**EXERCISE GOAL**
Reproduce the entries in full, with no changes.

**EXERCISE INPUT**
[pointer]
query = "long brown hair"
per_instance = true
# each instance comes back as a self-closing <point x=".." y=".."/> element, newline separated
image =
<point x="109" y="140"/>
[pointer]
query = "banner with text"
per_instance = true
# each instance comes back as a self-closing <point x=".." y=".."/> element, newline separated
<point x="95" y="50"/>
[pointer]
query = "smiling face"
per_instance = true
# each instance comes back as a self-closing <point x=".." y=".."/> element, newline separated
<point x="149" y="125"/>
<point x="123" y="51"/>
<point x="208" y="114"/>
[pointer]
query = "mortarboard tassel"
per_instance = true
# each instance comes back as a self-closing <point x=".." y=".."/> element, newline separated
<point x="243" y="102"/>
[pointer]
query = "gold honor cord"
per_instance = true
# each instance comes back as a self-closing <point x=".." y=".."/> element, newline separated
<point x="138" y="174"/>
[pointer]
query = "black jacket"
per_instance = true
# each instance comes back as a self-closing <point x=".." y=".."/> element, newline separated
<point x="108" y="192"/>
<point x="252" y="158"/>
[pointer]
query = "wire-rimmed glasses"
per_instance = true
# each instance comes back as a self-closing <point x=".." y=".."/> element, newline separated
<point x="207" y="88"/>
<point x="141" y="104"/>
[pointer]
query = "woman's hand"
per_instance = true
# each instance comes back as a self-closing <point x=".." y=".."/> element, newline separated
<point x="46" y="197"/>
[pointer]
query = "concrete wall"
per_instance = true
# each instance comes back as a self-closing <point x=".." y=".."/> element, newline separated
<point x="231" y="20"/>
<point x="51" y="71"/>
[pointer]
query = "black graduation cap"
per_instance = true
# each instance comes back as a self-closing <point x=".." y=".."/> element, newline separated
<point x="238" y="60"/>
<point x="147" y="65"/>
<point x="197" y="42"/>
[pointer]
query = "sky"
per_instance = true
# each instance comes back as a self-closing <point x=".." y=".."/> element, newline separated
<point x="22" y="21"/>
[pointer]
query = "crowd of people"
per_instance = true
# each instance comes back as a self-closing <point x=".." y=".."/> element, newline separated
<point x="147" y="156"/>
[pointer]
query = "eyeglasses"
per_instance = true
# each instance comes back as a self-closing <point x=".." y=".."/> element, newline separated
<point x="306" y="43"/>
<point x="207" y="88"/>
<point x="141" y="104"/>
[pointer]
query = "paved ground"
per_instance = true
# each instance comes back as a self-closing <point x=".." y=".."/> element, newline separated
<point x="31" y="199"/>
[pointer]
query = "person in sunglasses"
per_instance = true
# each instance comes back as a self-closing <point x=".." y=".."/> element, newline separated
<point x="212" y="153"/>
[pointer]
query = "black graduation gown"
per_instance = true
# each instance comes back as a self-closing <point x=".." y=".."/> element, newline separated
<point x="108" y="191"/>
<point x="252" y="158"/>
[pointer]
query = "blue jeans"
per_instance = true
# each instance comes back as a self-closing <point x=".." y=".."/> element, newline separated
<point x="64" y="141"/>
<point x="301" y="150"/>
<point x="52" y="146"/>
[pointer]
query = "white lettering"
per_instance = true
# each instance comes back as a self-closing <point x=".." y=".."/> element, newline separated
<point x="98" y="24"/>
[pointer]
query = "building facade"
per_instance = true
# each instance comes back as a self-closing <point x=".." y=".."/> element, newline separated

**WORKED ANSWER**
[pointer]
query = "long brown hair"
per_instance = true
# each instance comes back as a self-closing <point x=".." y=".."/> element, newline separated
image =
<point x="109" y="140"/>
[pointer]
query = "banner with text"
per_instance = true
# each instance comes back as a self-closing <point x=".." y=".."/> element, newline separated
<point x="95" y="50"/>
[pointer]
query = "smiling face"
per_instance = true
# each instance comes back as a self-closing <point x=".." y=".."/> element, newline separated
<point x="149" y="125"/>
<point x="123" y="51"/>
<point x="208" y="114"/>
[pointer]
query = "mortarboard tassel"
per_instance = true
# each instance comes back as a self-closing <point x=".." y=".."/> element, newline separated
<point x="243" y="102"/>
[pointer]
query = "gold honor cord"
per_instance = true
# each instance comes back as a self-closing <point x=".." y=".."/> element, newline separated
<point x="138" y="174"/>
[pointer]
query = "black jacket"
per_instance = true
# each instance comes back as a self-closing <point x=".." y=".."/> element, newline separated
<point x="108" y="192"/>
<point x="252" y="158"/>
[pointer]
query = "wire-rimmed glasses"
per_instance = true
# each instance comes back as a self-closing <point x=".." y=".."/> element, newline separated
<point x="207" y="88"/>
<point x="141" y="104"/>
[pointer]
query = "woman's hand"
per_instance = true
# each instance comes back as a self-closing <point x=".." y=".."/> element, newline separated
<point x="46" y="197"/>
[pointer]
query = "concrete wall"
per_instance = true
# each instance comes back as a self-closing <point x=".." y=".."/> element, newline separated
<point x="231" y="20"/>
<point x="51" y="71"/>
[pointer]
query = "black graduation cap"
per_instance = true
# each instance comes back as a self-closing <point x=".." y=".."/> element, newline separated
<point x="238" y="60"/>
<point x="147" y="65"/>
<point x="197" y="42"/>
[pointer]
query = "sky"
per_instance = true
# each instance comes back as a self-closing <point x=".." y=".."/> element, newline separated
<point x="22" y="21"/>
[pointer]
query = "crowd of people"
per_instance = true
# each instance comes back as a self-closing <point x=".." y=".."/> element, newline separated
<point x="147" y="156"/>
[pointer]
query = "eyeglasses"
per_instance = true
# each instance comes back as a self-closing <point x=".." y=".."/> element, newline separated
<point x="306" y="43"/>
<point x="207" y="88"/>
<point x="141" y="104"/>
[pointer]
query = "paved ground"
per_instance = true
# each instance comes back as a self-closing <point x=".." y=".."/> element, newline separated
<point x="31" y="199"/>
[pointer]
query = "person in sunglasses"
per_instance = true
# each instance comes back as a self-closing <point x=".." y=".."/> element, newline separated
<point x="212" y="153"/>
[pointer]
query = "black graduation gown"
per_instance = true
# each instance comes back as a self-closing <point x=".." y=".."/> element, newline separated
<point x="108" y="191"/>
<point x="252" y="158"/>
[pointer]
query = "blue jeans"
per_instance = true
# each instance comes back as a self-closing <point x=".." y=".."/> element, newline separated
<point x="64" y="141"/>
<point x="301" y="150"/>
<point x="52" y="146"/>
[pointer]
query = "white lettering"
per_instance = true
# each instance comes back as a self-closing <point x=".." y=".."/> element, newline separated
<point x="98" y="24"/>
[pointer]
query = "building facade"
per_instance = true
# each instance comes back as a self-closing <point x=".." y=".."/> element, newline separated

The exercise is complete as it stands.